DOCUMENT PASSAGE
Guild Wars 2

Yes it is true what you say.
I still find it hard to believe they are bruteforcing, as this would take hours upon hours to break just 1 password, last weekend there was about 10 000 new tickets if remember correctly, mainly hacked accounts. So most likely they have gathered this info elsewhere.

Regarding https://account.guildwars2.com/recovery
This is only usable if the hacker have not changed your e-mail which is the first step they seem to take. Thats what I want them(Anet) to change, give us the possibility to restore our accounts based on some other info other than the e-mail or give us the ability to restore our account e-mail.

Chobiko.9182:

Yes, I have seen this before and however much I’d like to believe this is a safe measure, it isn’t.

People use easily compromised email addresses as their master address without thinking twice resulting in a very serious security concern.

ArenaNet is already using the games serial as a recovery method, this serial should not be stored in your email address where most of us first got it. It should be copied and stored in a safe vault, and the email containing it should be deleted from the mail server.

That way you should be 100% in control of your account, even if it were to be hijacked.
You can recover your account by using account name, serial and a character name on your account.

Now that last, part of the verification process (character name) is a weak leg and should be replaced with either card number, personal secrets, or phone verification (do you hear ArenaNet?).

Hmm, not sure if I agree with that 100%.

WORK REQUEST
Answer these questions about the Guild Wars 2 account security thread:
1. About how many new tickets were there last weekend?
2. What three things can be used to recover an account?
3. Which part of the verification process is called a weak leg, and what could replace it?

INPUT DATA
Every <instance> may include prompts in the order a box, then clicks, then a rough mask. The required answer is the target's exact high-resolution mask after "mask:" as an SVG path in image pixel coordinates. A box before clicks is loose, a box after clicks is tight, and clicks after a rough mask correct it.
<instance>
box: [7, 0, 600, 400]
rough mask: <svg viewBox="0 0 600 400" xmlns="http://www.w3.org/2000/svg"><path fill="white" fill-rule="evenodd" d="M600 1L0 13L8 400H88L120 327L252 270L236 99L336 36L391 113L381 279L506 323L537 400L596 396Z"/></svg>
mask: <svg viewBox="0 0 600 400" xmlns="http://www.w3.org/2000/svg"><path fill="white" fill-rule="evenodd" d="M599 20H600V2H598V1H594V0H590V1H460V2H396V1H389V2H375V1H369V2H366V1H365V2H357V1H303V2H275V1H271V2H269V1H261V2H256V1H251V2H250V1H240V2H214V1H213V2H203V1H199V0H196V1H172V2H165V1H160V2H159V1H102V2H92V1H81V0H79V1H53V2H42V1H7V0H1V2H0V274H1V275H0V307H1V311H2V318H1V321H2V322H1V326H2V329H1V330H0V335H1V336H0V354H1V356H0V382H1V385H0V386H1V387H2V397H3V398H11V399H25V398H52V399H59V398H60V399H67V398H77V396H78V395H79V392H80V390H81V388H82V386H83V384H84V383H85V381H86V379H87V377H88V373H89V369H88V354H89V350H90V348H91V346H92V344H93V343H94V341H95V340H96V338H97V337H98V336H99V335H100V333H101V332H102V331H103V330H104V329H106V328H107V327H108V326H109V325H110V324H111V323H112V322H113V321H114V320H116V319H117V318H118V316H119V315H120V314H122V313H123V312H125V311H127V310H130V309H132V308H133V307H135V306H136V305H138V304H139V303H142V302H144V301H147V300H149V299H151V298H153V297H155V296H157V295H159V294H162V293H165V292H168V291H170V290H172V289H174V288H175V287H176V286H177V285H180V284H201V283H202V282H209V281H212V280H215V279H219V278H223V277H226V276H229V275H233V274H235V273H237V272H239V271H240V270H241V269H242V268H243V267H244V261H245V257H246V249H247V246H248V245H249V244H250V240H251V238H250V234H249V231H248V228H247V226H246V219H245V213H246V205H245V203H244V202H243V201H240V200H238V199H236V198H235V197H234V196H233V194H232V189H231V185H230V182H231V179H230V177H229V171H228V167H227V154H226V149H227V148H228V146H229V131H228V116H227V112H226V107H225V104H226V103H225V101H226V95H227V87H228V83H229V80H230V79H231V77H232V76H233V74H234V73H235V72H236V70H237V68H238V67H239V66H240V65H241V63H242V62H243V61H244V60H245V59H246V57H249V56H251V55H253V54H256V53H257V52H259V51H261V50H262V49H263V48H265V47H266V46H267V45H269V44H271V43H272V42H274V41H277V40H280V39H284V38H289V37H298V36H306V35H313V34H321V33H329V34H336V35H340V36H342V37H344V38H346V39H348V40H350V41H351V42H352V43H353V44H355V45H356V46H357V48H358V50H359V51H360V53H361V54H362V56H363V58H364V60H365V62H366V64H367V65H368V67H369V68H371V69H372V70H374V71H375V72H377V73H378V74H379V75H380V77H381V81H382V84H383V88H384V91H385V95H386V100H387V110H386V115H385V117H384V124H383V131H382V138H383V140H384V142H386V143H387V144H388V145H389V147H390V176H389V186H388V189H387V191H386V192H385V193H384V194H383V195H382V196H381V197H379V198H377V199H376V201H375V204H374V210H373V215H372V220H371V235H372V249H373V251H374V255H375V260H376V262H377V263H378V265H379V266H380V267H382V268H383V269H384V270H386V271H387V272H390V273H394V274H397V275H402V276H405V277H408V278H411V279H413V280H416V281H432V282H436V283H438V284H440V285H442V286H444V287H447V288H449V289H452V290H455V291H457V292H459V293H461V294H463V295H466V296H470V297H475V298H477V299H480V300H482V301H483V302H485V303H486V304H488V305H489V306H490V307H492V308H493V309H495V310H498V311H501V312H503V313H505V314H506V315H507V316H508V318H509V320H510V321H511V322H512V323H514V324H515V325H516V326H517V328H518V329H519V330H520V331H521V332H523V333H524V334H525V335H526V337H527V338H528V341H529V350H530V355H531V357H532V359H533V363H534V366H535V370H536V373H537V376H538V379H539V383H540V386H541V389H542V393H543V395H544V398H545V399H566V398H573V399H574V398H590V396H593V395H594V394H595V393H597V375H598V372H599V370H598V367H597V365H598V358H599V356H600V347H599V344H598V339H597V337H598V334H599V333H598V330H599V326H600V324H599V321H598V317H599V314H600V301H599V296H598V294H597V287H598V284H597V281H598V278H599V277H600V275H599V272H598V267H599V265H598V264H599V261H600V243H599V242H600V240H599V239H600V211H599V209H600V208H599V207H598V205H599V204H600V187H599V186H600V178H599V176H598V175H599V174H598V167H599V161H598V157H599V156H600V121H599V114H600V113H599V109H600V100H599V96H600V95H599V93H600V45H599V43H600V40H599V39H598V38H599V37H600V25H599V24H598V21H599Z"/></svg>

TASK RESULT
1. About 10 000, mainly for hacked accounts.
2. The account name, the serial and a character name on the account.
3. The character name. It could be replaced with a card number, personal secrets or phone verification.